(begin)

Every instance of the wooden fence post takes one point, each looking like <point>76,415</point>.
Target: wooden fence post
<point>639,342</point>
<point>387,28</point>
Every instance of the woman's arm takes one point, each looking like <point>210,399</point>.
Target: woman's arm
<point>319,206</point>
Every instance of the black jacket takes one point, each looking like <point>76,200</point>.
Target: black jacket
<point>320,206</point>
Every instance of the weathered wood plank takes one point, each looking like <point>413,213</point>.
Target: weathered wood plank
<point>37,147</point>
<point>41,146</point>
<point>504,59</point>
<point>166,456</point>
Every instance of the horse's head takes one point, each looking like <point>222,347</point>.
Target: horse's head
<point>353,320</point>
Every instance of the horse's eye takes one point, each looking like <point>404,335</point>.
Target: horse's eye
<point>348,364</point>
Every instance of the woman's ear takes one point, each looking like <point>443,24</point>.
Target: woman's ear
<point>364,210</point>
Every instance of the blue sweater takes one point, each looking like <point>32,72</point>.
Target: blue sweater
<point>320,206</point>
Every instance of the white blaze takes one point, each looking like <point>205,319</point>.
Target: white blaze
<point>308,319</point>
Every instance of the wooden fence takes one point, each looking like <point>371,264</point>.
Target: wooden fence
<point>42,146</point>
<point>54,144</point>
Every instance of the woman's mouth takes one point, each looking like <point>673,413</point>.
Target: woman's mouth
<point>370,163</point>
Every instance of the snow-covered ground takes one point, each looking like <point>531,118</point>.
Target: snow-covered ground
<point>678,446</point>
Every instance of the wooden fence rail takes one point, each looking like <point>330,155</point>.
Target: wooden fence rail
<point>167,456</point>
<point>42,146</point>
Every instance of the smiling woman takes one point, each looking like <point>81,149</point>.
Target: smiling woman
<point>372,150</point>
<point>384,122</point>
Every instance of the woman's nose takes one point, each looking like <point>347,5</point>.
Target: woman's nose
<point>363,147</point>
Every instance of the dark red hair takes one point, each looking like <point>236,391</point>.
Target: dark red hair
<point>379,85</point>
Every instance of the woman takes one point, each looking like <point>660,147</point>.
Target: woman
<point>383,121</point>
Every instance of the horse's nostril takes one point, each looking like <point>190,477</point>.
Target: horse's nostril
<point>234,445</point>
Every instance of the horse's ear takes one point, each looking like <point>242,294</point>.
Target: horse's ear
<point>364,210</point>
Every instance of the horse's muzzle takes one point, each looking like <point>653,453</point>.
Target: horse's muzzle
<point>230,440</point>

(end)

**Given problem:**
Put every line of the records above into a JSON list of strings, one string per line, leaving out blank lines.

**The output:**
[
  "Every instance of the wooden fence post takes one point, each looking like <point>76,415</point>.",
  "Target: wooden fence post",
  "<point>639,342</point>",
  "<point>387,28</point>",
  "Every instance of the woman's arm takes one point, each looking like <point>210,399</point>.",
  "Target: woman's arm",
  "<point>319,206</point>",
  "Every instance of the black jacket takes one point, each looking like <point>76,200</point>.",
  "Target: black jacket",
  "<point>320,206</point>",
  "Every instance of the weathered wood plank takes one point, each looking like <point>413,213</point>.",
  "Target: weathered wood plank",
  "<point>37,147</point>",
  "<point>41,146</point>",
  "<point>504,59</point>",
  "<point>166,456</point>",
  "Every instance of the horse's head takes one point, each looking like <point>222,347</point>.",
  "Target: horse's head",
  "<point>353,320</point>",
  "Every instance of the horse's eye takes one point, each looking like <point>404,335</point>.",
  "Target: horse's eye",
  "<point>348,364</point>",
  "Every instance of the woman's ear takes one point, each looking like <point>443,24</point>.",
  "Target: woman's ear",
  "<point>364,210</point>",
  "Every instance of the blue sweater takes one point, each looking like <point>32,72</point>.",
  "Target: blue sweater",
  "<point>320,206</point>",
  "Every instance of the white blaze takes one point, each looking like <point>205,319</point>.",
  "Target: white blaze",
  "<point>308,319</point>",
  "Every instance of the wooden fence takes one point, each looking like <point>371,264</point>.",
  "Target: wooden fence",
  "<point>42,146</point>",
  "<point>54,144</point>",
  "Every instance of the woman's mouth takes one point, each looking like <point>673,413</point>.",
  "Target: woman's mouth",
  "<point>370,163</point>",
  "Every instance of the snow-covered ground takes one point, each looking like <point>531,118</point>.",
  "Target: snow-covered ground",
  "<point>678,446</point>",
  "Every instance of the wooden fence rail takes one point, each looking like <point>330,155</point>.",
  "Target: wooden fence rail",
  "<point>167,456</point>",
  "<point>42,146</point>",
  "Every instance of the smiling woman takes one point, each looking like <point>81,149</point>.",
  "Target: smiling woman",
  "<point>372,150</point>",
  "<point>384,122</point>",
  "Every instance of the woman's nose takes one point, each looking like <point>347,5</point>.",
  "Target: woman's nose",
  "<point>363,147</point>",
  "Every instance of the dark red hair takes one point, each looking like <point>236,391</point>.",
  "Target: dark red hair",
  "<point>379,85</point>",
  "Every instance of the woman takes one point, each looking like <point>660,147</point>.",
  "Target: woman",
  "<point>383,121</point>",
  "Every instance of the horse's nostril takes one point, each looking like <point>190,477</point>.",
  "Target: horse's nostril",
  "<point>234,445</point>",
  "Every instance of the horse's ear takes one point, each looking like <point>242,294</point>.",
  "Target: horse's ear",
  "<point>364,210</point>",
  "Every instance of the horse's muzzle takes one point, each looking like <point>653,453</point>.",
  "Target: horse's muzzle",
  "<point>230,440</point>"
]